= Trecho selecionado =
----------------

Entre a terra e o ar

janeiro 25, 2017

Sibélia Zanon
 
A disciplina não tem uma boa fama. E ela pode mesmo incomo­dar porque, inicialmente, qualquer tipo de disciplina parece corporificar a quebra de um padrão de acomodação. Ela representa a exigência de que uma energia se precipite para fora, em forma de ação concreta. Quando falo aqui de disciplina, refiro-me à capacidade de se ter constância e de se manter concentrado em determinadas tarefas que pareçam ter relevância ou que este­jam associadas a uma meta.

 

O ortopedista da minha família, especiali­zado em coluna, conta que aprendeu a disciplina com seu pai. Quando criança, o pai pilotava e o levava junto. O menino ficava cansado de tanta demora para a brin­cadeira começar. Antes do voo, seu pai checava todos os itens relacionados à segurança pessoalmente. O menino tentava apressá-lo e o pai dizia: Nunca me aconteceu nada no ar, porque eu cuido das coisas na terra.

----------------

= Registros extraídos =

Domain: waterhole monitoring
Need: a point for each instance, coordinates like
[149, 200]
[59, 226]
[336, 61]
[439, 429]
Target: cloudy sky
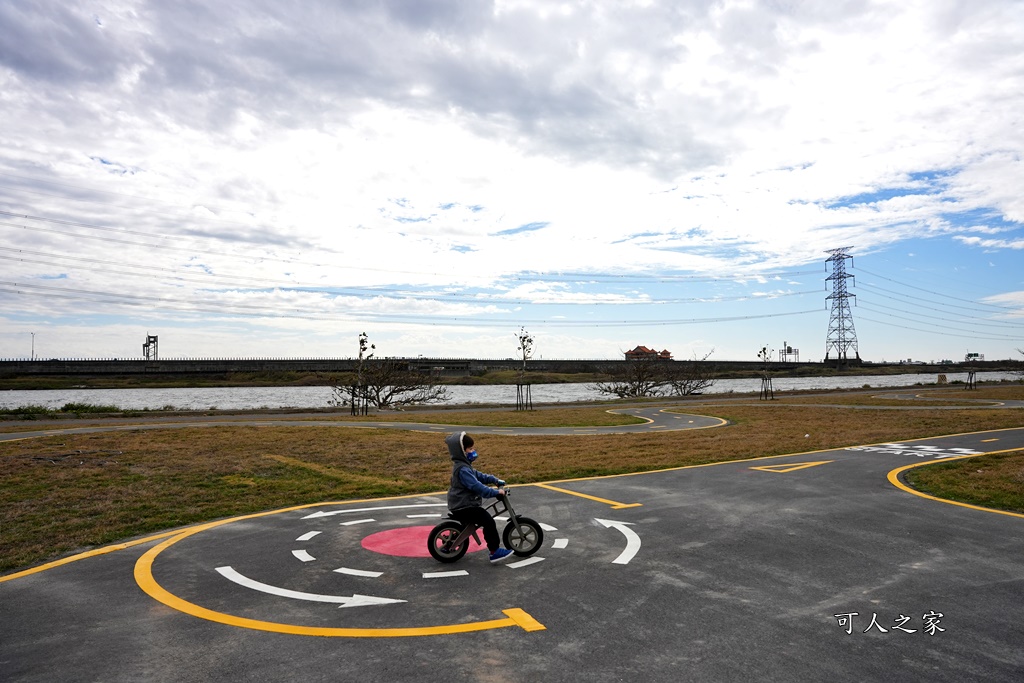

----------------

= Enunciado 1 =
No trecho sobre disciplina, o que o pai do ortopedista fazia antes de cada voo?
= Enunciado 2 =
Reproduza fielmente as linhas de todos os registros, deixando as imagens de fora da resposta.
O trecho e os registros são materiais independentes entre si.

= Resposta 1 =
Checava pessoalmente todos os itens relacionados à segurança.

= Resposta 2 =
Domain: waterhole monitoring
Need: a point for each instance, coordinates like
[149, 200]
[59, 226]
[336, 61]
[439, 429]
Target: cloudy sky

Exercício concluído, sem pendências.